* [Problem to work on]:
Format every line of the data below as a Markdown table with the columns Row and Line, numbering the rows and leaving out blank lines and the pictures.
* Begin *
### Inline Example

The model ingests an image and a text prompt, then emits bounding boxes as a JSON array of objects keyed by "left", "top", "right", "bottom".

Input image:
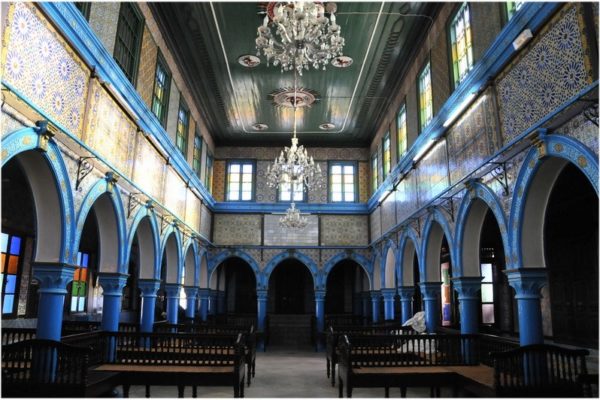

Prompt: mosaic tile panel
[
  {"left": 2, "top": 2, "right": 90, "bottom": 137},
  {"left": 358, "top": 161, "right": 369, "bottom": 203},
  {"left": 381, "top": 192, "right": 396, "bottom": 233},
  {"left": 83, "top": 79, "right": 137, "bottom": 178},
  {"left": 396, "top": 171, "right": 419, "bottom": 222},
  {"left": 497, "top": 5, "right": 592, "bottom": 143},
  {"left": 447, "top": 90, "right": 500, "bottom": 184},
  {"left": 164, "top": 167, "right": 187, "bottom": 220},
  {"left": 211, "top": 160, "right": 226, "bottom": 201},
  {"left": 321, "top": 215, "right": 369, "bottom": 246},
  {"left": 369, "top": 206, "right": 381, "bottom": 241},
  {"left": 214, "top": 214, "right": 262, "bottom": 245},
  {"left": 133, "top": 137, "right": 165, "bottom": 202},
  {"left": 417, "top": 139, "right": 448, "bottom": 206},
  {"left": 185, "top": 189, "right": 201, "bottom": 232},
  {"left": 264, "top": 214, "right": 319, "bottom": 246}
]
* End *
* [Correct answer]:
| Row | Line |
|---|---|
| 1 | ### Inline Example |
| 2 | The model ingests an image and a text prompt, then emits bounding boxes as a JSON array of objects keyed by "left", "top", "right", "bottom". |
| 3 | Input image: |
| 4 | Prompt: mosaic tile panel |
| 5 | [ |
| 6 |   {"left": 2, "top": 2, "right": 90, "bottom": 137}, |
| 7 |   {"left": 358, "top": 161, "right": 369, "bottom": 203}, |
| 8 |   {"left": 381, "top": 192, "right": 396, "bottom": 233}, |
| 9 |   {"left": 83, "top": 79, "right": 137, "bottom": 178}, |
| 10 |   {"left": 396, "top": 171, "right": 419, "bottom": 222}, |
| 11 |   {"left": 497, "top": 5, "right": 592, "bottom": 143}, |
| 12 |   {"left": 447, "top": 90, "right": 500, "bottom": 184}, |
| 13 |   {"left": 164, "top": 167, "right": 187, "bottom": 220}, |
| 14 |   {"left": 211, "top": 160, "right": 226, "bottom": 201}, |
| 15 |   {"left": 321, "top": 215, "right": 369, "bottom": 246}, |
| 16 |   {"left": 369, "top": 206, "right": 381, "bottom": 241}, |
| 17 |   {"left": 214, "top": 214, "right": 262, "bottom": 245}, |
| 18 |   {"left": 133, "top": 137, "right": 165, "bottom": 202}, |
| 19 |   {"left": 417, "top": 139, "right": 448, "bottom": 206}, |
| 20 |   {"left": 185, "top": 189, "right": 201, "bottom": 232}, |
| 21 |   {"left": 264, "top": 214, "right": 319, "bottom": 246} |
| 22 | ] |